### TASKS TO CARRY OUT
- a) From the MEMS probe card patent text below, list every reference numeral used in the description of FIG. 1, each with the part it designates.
- b) Carry on the MEMS probe card patent text below, starting after its last sentence.

### GIVEN PASSAGE
*-*-*

MEMS PROBE CARD WITH ELASTIC MULTI-LAYER STRUCTURE

Abstract

An MEMS probe card with elastic multi-layer structure mainly includes a substrate and a plurality of MEMS probe assemblies. The MEMS probe assemblies are disposed on a plurality of testing pads of the substrate, and each of the MEMS probe assemblies includes a plurality of first layer bridge elements, a second layer bridge element and a probe tip. The first and the second layer bridge elements each forms a π-shaped cross-section and has two piers and a beam. The piers of the second layer bridge elements are respectively disposed on the beams of the first layer elements, and the probe tips are disposed on the beams of the second layer bridge elements. According to the stacks formed by the second layer bridge elements disposing on the first layer bridge elements, the probe tips may have more elastic buffer and a better resistance to the compressive strain when probing the bumps or bonding pads on wafers.

Description

CROSS REFERENCE TO RELATED APPLICATION

This application claims the priority benefit of Taiwan Patent Application Serial Number 094147737, filed on Dec. 30, 2005, the full disclosure of which is incorporated herein by reference.

BACKGROUND OF THE INVENTION

1. Field of the Invention

This invention generally relates to an MEMS probe card, and more particularly to an MEMS probe card with multi-layer structure.

2. Description of the Related Art

Semiconductor devices have to be tested before packaging. A wafer is put in a testing machine with vertical probe tips, then utilizing the probe tips of a probe card to probe a plurality of bumps of input and output signal pads on the wafer. However, because the bumps disposed on the wafer have manufacturing variations, the heights of the bumps are different with each other especially those bumps need to be reflowed to ball bumps will have larger variations in height. To ensure the probe tips to electrically contact the bumps effectively, the probe tips may be designed to have elasticity so as to improve the electrical coupling between the probe tips and the bumps.

FIG. 1 shows a conventional micro-electro-mechanical system (MEMS) probe card which is disclosed in U.S. Pat. No. 6,084,420. An MEMS probe assembly 120 is disposed on a testing pad 110, and the MEMS probe assembly 120 has a plurality of bridge elements 121, a plurality of supporting members 122 and a probe tip 123. The bridge elements 121 are laterally T-shaped and arranged in a single layer outward radiated structure, two sides of a head 121a of each bridge element 121 are respectively connected to the supporting members 122, tails 121b of the bridge elements 121 are connected together, and the probe tip 123 is disposed on the conjunction of the tails 121b of the bridge elements 121. According to the support to the probe tip 123 with the bridge elements 121 and the supporting members 122, the MEMS probe assembly 120 may have longitudinal elasticity. However, because the bridge elements 121 are arranged in single layer, they may have a limited elastic buffer. Moreover, the arrangement of the probe assembly with outward radiated structure may cause wasting of room and relatively decrease the counts of the MEMS probes assembly 120 on the probe card.

*-*-*

### MATERIAL SUPPLIED
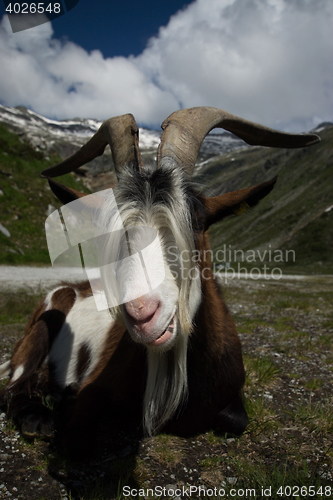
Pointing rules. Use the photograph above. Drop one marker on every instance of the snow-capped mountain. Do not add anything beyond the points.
(66, 136)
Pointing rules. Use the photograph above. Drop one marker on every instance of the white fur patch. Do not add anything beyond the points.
(83, 325)
(48, 298)
(5, 369)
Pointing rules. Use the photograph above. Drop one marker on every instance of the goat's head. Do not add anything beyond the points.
(164, 199)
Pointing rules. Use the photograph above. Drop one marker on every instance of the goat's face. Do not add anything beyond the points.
(156, 210)
(162, 199)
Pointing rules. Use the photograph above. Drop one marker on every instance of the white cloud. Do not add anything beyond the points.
(266, 60)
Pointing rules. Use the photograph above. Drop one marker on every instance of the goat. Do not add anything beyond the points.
(171, 355)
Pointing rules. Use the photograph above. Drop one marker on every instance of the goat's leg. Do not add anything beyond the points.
(80, 421)
(22, 398)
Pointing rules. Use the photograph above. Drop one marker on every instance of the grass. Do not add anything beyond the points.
(25, 200)
(288, 397)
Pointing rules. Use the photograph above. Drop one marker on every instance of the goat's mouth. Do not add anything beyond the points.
(167, 334)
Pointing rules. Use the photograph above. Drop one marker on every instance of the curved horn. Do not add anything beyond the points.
(121, 132)
(184, 131)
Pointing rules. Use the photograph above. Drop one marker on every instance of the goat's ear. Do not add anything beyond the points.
(63, 193)
(236, 202)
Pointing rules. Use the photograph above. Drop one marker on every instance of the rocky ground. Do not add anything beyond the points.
(286, 329)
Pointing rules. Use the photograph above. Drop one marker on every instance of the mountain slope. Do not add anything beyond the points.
(297, 215)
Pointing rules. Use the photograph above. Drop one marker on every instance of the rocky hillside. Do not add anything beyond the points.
(291, 229)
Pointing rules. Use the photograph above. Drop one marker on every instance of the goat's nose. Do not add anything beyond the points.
(142, 308)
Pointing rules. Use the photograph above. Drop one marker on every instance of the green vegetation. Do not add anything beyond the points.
(288, 397)
(24, 200)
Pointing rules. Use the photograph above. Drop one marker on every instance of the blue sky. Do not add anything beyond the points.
(269, 61)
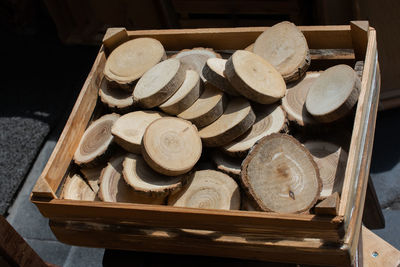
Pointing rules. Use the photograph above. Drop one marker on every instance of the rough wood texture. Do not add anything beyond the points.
(255, 78)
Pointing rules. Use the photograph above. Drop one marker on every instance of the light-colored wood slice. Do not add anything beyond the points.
(213, 72)
(159, 83)
(270, 120)
(331, 160)
(196, 58)
(185, 96)
(208, 189)
(113, 187)
(129, 129)
(333, 94)
(142, 178)
(328, 206)
(129, 61)
(76, 188)
(253, 77)
(280, 175)
(116, 99)
(171, 146)
(285, 47)
(236, 120)
(294, 101)
(207, 108)
(96, 141)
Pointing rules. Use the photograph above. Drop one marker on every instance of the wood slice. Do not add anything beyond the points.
(280, 175)
(129, 129)
(270, 120)
(333, 94)
(76, 188)
(236, 120)
(285, 47)
(113, 187)
(96, 141)
(142, 178)
(331, 161)
(129, 61)
(159, 83)
(254, 78)
(213, 72)
(207, 108)
(196, 58)
(171, 146)
(116, 99)
(294, 101)
(185, 96)
(208, 189)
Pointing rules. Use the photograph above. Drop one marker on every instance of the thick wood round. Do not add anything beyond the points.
(171, 146)
(185, 96)
(236, 120)
(333, 94)
(129, 129)
(129, 61)
(269, 120)
(142, 178)
(255, 78)
(159, 83)
(280, 175)
(285, 47)
(213, 72)
(207, 108)
(331, 160)
(208, 190)
(95, 141)
(294, 101)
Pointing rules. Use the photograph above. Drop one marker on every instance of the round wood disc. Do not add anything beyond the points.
(207, 108)
(113, 187)
(185, 96)
(96, 140)
(171, 146)
(285, 47)
(333, 94)
(129, 61)
(269, 120)
(213, 72)
(129, 129)
(159, 83)
(331, 160)
(294, 101)
(253, 77)
(142, 178)
(281, 175)
(208, 190)
(236, 120)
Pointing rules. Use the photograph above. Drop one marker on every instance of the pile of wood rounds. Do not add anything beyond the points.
(204, 131)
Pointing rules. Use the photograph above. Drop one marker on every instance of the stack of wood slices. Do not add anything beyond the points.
(272, 133)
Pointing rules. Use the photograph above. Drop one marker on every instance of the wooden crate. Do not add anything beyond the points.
(297, 238)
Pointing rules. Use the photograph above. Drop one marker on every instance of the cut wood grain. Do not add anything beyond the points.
(207, 108)
(129, 61)
(285, 47)
(280, 175)
(96, 141)
(129, 129)
(185, 96)
(253, 77)
(171, 146)
(159, 83)
(333, 94)
(208, 189)
(236, 120)
(270, 119)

*-*-*

### OUTPUTS FOR THE TASKS
- a)
- 110: testing pad
- 120: MEMS probe assembly
- 121: bridge elements
- 121a: head of each bridge element
- 121b: tails of the bridge elements
- 122: supporting members
- 123: probe tip

- b)
SUMMARY OF THE INVENTION

It is an object of the present invention to provide an MEMS probe card with elastic multi-layer structure. A substrate is disposed with a plurality of MEMS probe assemblies each having a plurality of first layer bridge elements, at least one second layer bridge element and a probe tip. The first layer bridge elements have a π-shaped cross-section and have two first piers and a first beam.

The second layer bridge element has a π-shaped cross-section and two of its piers are respectively disposed on the first beams of the first layer bridge elements. The probe tip is disposed on the second beam of the second layer bridge element. According to the stacking of the second layer bridge element on the first layer bridge elements, the probe tip may have more elastic buffer and a better resistance to compressive strain, and the counts of the MEMS probe assemblies may be increased.

It is an object of the present invention to provide an MEMS probe card with elastic multi-layer structure. The first and the second layer bridge elements are fabricated by electroplating with nickel, gold, copper, tungsten, titanium or their alloy, and the second layer bridge element is stacking on the first layer bridge elements and having an H-shaped vertical view with the first layer bridge elements such that the MEMS probe assemblies may have larger elasticity so as to probe the non-coplanar bumps or bonding pads on wafers.

According to the present invention, an MEMS probe card with elastic multi-layer structure mainly includes a substrate and a plurality of MEMS probe assemblies. The substrate has a plurality of testing pads, and the MEMS probe assemblies are disposed on the testing pads. Each of the MEMS probe assemblies includes a plurality of first layer bridge elements, at least one second layer bridge element and a probe tip, wherein each of the first layer bridge elements forms a π-shaped cross-section and has two first piers and a first beam, the second layer bridge element forms a π-shaped cross-section and has two second piers and a second beam, the second piers of the second layer bridge element are respectively disposed on the first beams of the first layer bridge elements, and the probe tip is disposed on the second beam of the second layer bridge element.

BRIEF DESCRIPTION OF THE DRAWINGS

Other objects, advantages, and novel features of the present invention will become more apparent from the following detailed description when taken in conjunction with the accompanying drawings.

FIG. 1 shows an explored perspective view of a conventional MEMS probe assembly of a micro-electro-mechanical system (MEMS) probe card with elastic structure.

FIG. 2 shows a side view of the MEMS probe card with elastic multi-layer structure according to the first embodiment of the present invention.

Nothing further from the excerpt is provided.